## Problem description
Copy out every one of the rows below word for word, leaving out the pictures.

## Provided data
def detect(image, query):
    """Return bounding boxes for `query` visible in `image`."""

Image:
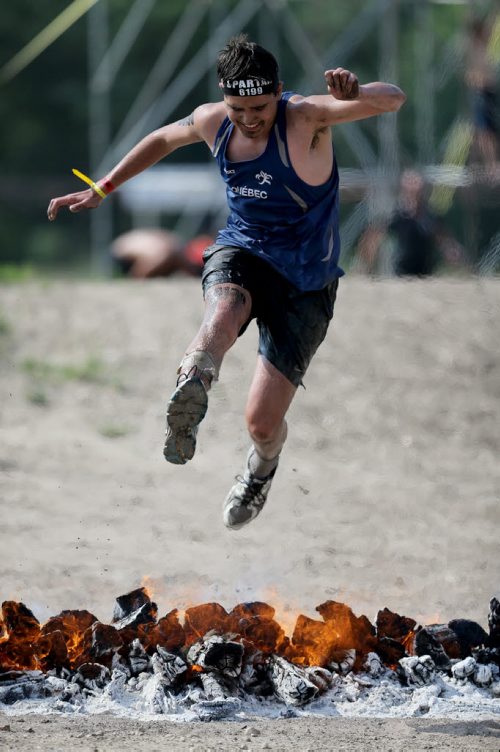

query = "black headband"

[219,78,278,97]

## The solution
def detect(image, query):
    """Return bounding boxes for `query` visible in `image`."""

Image:

query = "black headband"

[219,78,278,97]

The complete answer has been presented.